Given task
Present every line of the material below as a numbered list, omitting any blank lines.

(Excerpts from a location annotation dataset)
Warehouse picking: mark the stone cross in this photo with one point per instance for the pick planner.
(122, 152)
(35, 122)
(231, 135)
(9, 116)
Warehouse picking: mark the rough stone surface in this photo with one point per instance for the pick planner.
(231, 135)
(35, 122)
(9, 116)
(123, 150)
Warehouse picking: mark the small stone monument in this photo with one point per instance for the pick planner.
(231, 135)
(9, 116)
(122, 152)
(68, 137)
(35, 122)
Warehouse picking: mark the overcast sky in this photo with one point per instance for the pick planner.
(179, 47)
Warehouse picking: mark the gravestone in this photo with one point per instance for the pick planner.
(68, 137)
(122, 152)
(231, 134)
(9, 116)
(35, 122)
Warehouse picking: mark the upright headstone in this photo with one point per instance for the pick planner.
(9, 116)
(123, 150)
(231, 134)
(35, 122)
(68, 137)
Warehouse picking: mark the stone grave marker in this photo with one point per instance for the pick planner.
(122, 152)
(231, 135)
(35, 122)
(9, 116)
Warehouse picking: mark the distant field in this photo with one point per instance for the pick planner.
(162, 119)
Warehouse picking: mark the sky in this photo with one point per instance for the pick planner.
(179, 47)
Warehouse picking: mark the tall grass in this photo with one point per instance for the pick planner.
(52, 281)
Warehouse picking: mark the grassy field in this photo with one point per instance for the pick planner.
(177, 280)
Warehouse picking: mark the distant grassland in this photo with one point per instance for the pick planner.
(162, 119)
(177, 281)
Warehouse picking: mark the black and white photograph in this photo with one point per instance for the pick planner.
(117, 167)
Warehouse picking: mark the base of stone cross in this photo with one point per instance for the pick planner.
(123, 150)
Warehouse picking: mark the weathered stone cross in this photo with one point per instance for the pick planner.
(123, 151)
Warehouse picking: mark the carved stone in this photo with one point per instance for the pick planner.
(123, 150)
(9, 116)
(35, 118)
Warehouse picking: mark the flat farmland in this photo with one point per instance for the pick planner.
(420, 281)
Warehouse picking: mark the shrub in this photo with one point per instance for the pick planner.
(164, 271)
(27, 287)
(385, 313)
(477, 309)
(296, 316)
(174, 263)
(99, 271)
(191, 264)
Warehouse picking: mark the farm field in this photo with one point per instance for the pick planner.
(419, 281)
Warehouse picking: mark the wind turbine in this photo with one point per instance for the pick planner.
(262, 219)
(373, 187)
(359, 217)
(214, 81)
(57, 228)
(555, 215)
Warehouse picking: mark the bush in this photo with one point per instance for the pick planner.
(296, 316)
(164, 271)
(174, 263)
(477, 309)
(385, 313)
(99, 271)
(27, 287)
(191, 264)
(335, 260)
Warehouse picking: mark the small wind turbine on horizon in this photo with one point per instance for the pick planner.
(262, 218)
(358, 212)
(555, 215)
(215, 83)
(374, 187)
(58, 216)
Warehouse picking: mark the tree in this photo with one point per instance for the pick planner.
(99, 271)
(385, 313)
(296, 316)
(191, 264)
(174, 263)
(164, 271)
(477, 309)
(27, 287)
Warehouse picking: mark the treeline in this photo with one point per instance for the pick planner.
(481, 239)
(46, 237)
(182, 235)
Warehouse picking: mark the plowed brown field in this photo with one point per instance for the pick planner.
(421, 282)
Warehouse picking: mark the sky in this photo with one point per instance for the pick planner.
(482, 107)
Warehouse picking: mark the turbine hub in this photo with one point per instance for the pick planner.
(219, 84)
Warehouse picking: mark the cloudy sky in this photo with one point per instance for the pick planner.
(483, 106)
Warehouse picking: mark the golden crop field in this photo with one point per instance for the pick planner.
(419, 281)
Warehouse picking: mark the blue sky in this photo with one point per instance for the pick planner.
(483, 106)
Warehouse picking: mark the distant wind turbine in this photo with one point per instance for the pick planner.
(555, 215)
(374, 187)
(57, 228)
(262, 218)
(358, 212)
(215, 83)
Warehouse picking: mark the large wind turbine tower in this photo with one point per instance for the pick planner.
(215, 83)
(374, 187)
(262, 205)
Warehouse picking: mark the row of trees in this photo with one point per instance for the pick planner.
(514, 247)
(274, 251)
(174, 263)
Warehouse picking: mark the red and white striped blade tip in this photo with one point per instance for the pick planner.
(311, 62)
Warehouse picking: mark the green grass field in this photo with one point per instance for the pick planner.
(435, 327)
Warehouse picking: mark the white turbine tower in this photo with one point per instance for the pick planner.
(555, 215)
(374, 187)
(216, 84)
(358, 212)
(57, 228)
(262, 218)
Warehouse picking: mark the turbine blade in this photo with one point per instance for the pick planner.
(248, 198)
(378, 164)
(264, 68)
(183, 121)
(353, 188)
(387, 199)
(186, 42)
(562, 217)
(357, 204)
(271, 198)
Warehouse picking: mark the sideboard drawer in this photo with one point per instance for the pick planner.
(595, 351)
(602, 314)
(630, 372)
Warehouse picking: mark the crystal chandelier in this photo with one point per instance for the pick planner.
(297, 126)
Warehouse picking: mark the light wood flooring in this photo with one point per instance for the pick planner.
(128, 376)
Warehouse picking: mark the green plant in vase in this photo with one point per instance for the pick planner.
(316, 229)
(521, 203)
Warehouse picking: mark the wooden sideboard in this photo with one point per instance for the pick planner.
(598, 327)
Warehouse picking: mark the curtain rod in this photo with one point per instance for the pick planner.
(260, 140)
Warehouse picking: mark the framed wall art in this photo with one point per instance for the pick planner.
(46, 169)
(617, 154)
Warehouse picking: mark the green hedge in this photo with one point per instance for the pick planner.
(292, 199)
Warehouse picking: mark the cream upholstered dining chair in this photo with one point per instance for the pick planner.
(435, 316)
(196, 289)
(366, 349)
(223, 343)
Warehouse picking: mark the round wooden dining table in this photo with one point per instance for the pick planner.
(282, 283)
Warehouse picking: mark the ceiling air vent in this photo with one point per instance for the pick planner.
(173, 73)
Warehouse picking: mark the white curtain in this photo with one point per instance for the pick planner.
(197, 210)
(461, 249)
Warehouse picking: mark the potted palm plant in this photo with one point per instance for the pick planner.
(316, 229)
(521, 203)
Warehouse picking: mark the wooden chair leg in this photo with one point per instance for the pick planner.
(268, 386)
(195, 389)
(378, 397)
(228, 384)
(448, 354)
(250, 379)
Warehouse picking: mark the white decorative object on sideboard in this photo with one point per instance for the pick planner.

Response
1. Warehouse picking: mark the stone cross in this photo with one point per instance for the pick planner.
2. (122, 152)
3. (35, 122)
4. (231, 135)
5. (9, 116)
6. Warehouse picking: mark the rough stone surface in this photo with one point per instance for the pick planner.
7. (231, 135)
8. (35, 122)
9. (9, 116)
10. (123, 150)
11. Warehouse picking: mark the small stone monument in this photo with one point per instance for the pick planner.
12. (231, 135)
13. (9, 116)
14. (122, 152)
15. (68, 137)
16. (35, 122)
17. Warehouse picking: mark the overcast sky in this photo with one point per instance for the pick planner.
18. (179, 47)
19. Warehouse picking: mark the gravestone in this photo with one point per instance for the pick planner.
20. (68, 137)
21. (122, 152)
22. (231, 134)
23. (9, 116)
24. (35, 122)
25. Warehouse picking: mark the upright headstone in this photo with one point per instance for the pick planner.
26. (9, 116)
27. (123, 150)
28. (231, 134)
29. (35, 122)
30. (68, 137)
31. Warehouse picking: mark the stone grave marker in this photo with one point per instance for the pick planner.
32. (122, 152)
33. (231, 135)
34. (35, 122)
35. (9, 116)
36. Warehouse picking: mark the distant field in this photo with one point per instance for the pick planner.
37. (162, 119)
38. Warehouse picking: mark the sky in this photo with one point per instance for the pick planner.
39. (179, 47)
40. Warehouse picking: mark the tall grass in this photo with one point per instance for the pick planner.
41. (52, 281)
42. Warehouse picking: mark the grassy field in this photo with one point per instance for the pick planner.
43. (177, 280)
44. Warehouse picking: mark the distant grassland in this photo with one point per instance for the pick planner.
45. (162, 119)
46. (177, 281)
47. Warehouse picking: mark the black and white photograph in this photo with one point per instance for the pick planner.
48. (117, 167)
49. Warehouse picking: mark the base of stone cross in this photo with one point per instance for the pick planner.
50. (123, 150)
51. Warehouse picking: mark the weathered stone cross in this photo with one point per instance for the pick planner.
52. (123, 151)
53. Warehouse picking: mark the carved stone in this photo with one point per instance for the pick planner.
54. (123, 150)
55. (9, 116)
56. (35, 118)
57. Warehouse picking: mark the flat farmland in this photo with one point per instance for the pick planner.
58. (420, 281)
59. Warehouse picking: mark the shrub in this photo with one point per instance for the pick planner.
60. (164, 271)
61. (27, 287)
62. (385, 313)
63. (477, 309)
64. (296, 316)
65. (174, 263)
66. (99, 271)
67. (191, 264)
68. Warehouse picking: mark the farm field in this photo with one point per instance for the pick planner.
69. (419, 281)
70. Warehouse picking: mark the wind turbine in this photo with one point per instance for the pick planner.
71. (262, 219)
72. (373, 187)
73. (359, 217)
74. (214, 81)
75. (57, 228)
76. (555, 215)
77. Warehouse picking: mark the bush in this photo with one point per instance for the pick planner.
78. (296, 316)
79. (164, 271)
80. (174, 263)
81. (477, 309)
82. (385, 313)
83. (99, 271)
84. (27, 287)
85. (191, 264)
86. (335, 260)
87. Warehouse picking: mark the small wind turbine on horizon in this photo with one point per instance for the pick planner.
88. (262, 218)
89. (358, 212)
90. (555, 215)
91. (215, 83)
92. (374, 187)
93. (58, 216)
94. Warehouse picking: mark the tree in this photo with one point per instance for the pick planner.
95. (99, 271)
96. (385, 313)
97. (296, 316)
98. (191, 264)
99. (174, 263)
100. (164, 271)
101. (477, 309)
102. (27, 287)
103. Warehouse picking: mark the treeline in this photo with one point per instance for the pick planner.
104. (481, 239)
105. (46, 237)
106. (182, 235)
107. Warehouse picking: mark the plowed brown field in this photo with one point per instance for the pick planner.
108. (421, 282)
109. Warehouse picking: mark the sky in this photo with one point per instance for the pick planner.
110. (482, 107)
111. Warehouse picking: mark the turbine hub in this photo with one point per instance for the pick planner.
112. (219, 84)
113. Warehouse picking: mark the cloudy sky in this photo with one point per instance for the pick planner.
114. (483, 106)
115. Warehouse picking: mark the golden crop field in this photo with one point per instance for the pick planner.
116. (419, 281)
117. Warehouse picking: mark the blue sky in this photo with one point per instance for the pick planner.
118. (483, 106)
119. Warehouse picking: mark the distant wind turbine in this photo with one point per instance for the pick planner.
120. (555, 215)
121. (374, 187)
122. (57, 228)
123. (262, 218)
124. (358, 212)
125. (215, 83)
126. Warehouse picking: mark the large wind turbine tower in this photo with one point per instance for the pick planner.
127. (215, 83)
128. (374, 187)
129. (262, 205)
130. Warehouse picking: mark the row of trees in this photo with one point per instance for the pick planner.
131. (514, 247)
132. (274, 251)
133. (174, 263)
134. Warehouse picking: mark the red and white striped blade tip in this photo with one point per instance for the pick planner.
135. (311, 62)
136. Warehouse picking: mark the green grass field in this photo with one point per instance for the pick planner.
137. (435, 327)
138. Warehouse picking: mark the white turbine tower in this photo with one point per instance for the pick planner.
139. (555, 215)
140. (374, 187)
141. (216, 84)
142. (358, 212)
143. (57, 228)
144. (262, 218)
145. Warehouse picking: mark the turbine blade in this photo with one point per instance for the pick planner.
146. (248, 198)
147. (378, 164)
148. (264, 68)
149. (183, 121)
150. (353, 188)
151. (387, 199)
152. (186, 42)
153. (562, 217)
154. (357, 204)
155. (271, 198)
156. Warehouse picking: mark the sideboard drawer in this photo with one point per instance for the pick planner.
157. (595, 351)
158. (602, 314)
159. (630, 372)
160. Warehouse picking: mark the crystal chandelier in this photo with one point per instance for the pick planner.
161. (297, 126)
162. Warehouse picking: mark the light wood flooring in this photo with one point per instance for the pick planner.
163. (128, 376)
164. Warehouse picking: mark the green plant in vase in this photo with one point per instance for the pick planner.
165. (316, 229)
166. (521, 203)
167. Warehouse picking: mark the wooden sideboard in this photo with one point per instance for the pick planner.
168. (598, 327)
169. Warehouse picking: mark the curtain rod in this photo with one point per instance for the pick planner.
170. (260, 140)
171. Warehouse picking: mark the framed wall art in this photo with one point per instance for the pick planner.
172. (46, 169)
173. (617, 154)
174. Warehouse picking: mark the green hedge in this photo with one point per instance for the pick planner.
175. (292, 199)
176. Warehouse picking: mark the cream upholstered dining chair in this photo with one point per instance for the pick planner.
177. (435, 316)
178. (196, 289)
179. (366, 349)
180. (223, 343)
181. Warehouse picking: mark the round wooden dining table in this photo with one point per instance for the pick planner.
182. (282, 283)
183. Warehouse picking: mark the ceiling air vent in this photo with one point per instance for the pick planner.
184. (173, 73)
185. Warehouse picking: mark the white curtain in this photo with one point per instance for the pick planner.
186. (197, 210)
187. (461, 249)
188. Warehouse picking: mark the potted palm plant in this photo with one point per instance for the pick planner.
189. (316, 229)
190. (521, 203)
191. Warehouse picking: mark the wooden chair leg in this photo with one point per instance for the pick planner.
192. (268, 386)
193. (195, 389)
194. (378, 397)
195. (228, 384)
196. (448, 354)
197. (250, 379)
198. Warehouse picking: mark the white decorative object on sideboard in this photo with one point per instance for the pick planner.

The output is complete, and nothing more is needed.